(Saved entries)

◆ ◆ ◆ ◆ ◆

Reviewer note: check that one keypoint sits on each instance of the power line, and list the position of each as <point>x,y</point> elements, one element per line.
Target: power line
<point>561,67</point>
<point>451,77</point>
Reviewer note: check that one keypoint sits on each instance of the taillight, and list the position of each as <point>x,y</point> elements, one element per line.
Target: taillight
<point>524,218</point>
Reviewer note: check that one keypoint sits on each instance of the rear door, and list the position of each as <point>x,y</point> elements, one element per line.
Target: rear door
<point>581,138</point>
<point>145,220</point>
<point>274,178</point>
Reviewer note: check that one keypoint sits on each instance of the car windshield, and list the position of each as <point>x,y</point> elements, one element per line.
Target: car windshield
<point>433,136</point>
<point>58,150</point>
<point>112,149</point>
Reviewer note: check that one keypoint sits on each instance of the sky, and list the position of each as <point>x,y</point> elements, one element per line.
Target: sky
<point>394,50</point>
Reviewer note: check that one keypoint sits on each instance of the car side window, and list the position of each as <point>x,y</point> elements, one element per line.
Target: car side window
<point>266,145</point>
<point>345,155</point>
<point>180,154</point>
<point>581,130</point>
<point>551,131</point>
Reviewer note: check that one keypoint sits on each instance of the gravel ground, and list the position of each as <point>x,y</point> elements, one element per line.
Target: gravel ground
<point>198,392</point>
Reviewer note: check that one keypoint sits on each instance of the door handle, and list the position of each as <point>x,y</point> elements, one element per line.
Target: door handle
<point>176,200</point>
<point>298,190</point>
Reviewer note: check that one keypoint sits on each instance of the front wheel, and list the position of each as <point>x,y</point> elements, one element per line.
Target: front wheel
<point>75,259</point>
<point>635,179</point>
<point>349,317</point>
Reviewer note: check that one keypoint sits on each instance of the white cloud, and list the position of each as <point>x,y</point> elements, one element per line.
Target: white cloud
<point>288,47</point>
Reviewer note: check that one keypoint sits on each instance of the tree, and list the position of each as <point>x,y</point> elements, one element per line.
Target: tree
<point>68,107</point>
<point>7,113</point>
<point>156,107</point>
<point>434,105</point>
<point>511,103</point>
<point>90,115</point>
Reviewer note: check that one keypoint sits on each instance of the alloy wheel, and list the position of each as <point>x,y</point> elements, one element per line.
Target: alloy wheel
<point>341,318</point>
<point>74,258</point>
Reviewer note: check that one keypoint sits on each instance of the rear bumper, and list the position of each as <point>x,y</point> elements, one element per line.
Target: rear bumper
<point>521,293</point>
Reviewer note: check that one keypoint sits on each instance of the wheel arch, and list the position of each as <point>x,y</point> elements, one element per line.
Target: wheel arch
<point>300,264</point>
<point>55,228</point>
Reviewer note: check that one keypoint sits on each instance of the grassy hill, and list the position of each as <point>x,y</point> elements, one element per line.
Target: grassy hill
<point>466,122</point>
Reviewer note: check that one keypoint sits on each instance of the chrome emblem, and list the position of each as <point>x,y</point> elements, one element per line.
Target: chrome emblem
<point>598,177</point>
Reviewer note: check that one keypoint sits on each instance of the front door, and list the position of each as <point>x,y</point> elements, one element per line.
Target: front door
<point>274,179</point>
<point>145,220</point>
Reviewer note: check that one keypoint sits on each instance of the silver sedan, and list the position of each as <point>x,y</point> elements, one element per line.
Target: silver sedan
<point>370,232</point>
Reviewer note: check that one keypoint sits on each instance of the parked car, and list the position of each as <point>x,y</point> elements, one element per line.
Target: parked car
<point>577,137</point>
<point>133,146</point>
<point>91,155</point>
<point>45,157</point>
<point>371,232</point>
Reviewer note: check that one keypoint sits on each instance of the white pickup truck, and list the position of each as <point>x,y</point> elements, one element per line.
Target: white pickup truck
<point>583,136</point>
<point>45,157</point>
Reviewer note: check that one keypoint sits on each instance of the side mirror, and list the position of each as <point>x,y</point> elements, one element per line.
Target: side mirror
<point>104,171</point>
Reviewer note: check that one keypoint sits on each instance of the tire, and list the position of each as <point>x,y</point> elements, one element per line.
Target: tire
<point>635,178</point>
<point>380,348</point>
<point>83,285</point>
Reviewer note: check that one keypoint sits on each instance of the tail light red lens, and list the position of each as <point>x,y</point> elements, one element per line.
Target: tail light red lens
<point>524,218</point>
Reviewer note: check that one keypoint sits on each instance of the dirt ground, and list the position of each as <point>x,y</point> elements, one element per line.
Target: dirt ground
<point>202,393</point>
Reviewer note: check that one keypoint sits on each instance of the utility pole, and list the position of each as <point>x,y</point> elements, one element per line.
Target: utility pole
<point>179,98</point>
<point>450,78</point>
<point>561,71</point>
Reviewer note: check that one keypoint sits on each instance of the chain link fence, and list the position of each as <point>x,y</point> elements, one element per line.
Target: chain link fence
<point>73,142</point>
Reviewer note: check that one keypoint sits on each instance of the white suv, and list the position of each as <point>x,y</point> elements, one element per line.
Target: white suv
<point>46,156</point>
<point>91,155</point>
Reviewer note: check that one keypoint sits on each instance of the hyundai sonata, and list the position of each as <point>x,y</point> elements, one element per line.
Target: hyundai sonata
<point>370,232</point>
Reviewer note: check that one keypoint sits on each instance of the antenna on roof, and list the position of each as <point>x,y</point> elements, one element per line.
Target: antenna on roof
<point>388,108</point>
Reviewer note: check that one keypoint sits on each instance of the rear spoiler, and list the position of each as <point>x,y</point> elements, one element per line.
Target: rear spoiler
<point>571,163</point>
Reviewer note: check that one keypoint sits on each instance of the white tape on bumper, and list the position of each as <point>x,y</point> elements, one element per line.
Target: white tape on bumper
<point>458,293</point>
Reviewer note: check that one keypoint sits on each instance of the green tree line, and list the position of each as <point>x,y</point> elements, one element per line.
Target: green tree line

◆ ◆ ◆ ◆ ◆

*TASK DIRECTIONS*: Go through the entries and copy each line holding the string "green".

*ANSWER BOX*:
Reviewer note: check that one keypoint sits on each instance of the green tree line, and list the position of each as <point>x,y</point> elements, one element per line.
Target: green tree line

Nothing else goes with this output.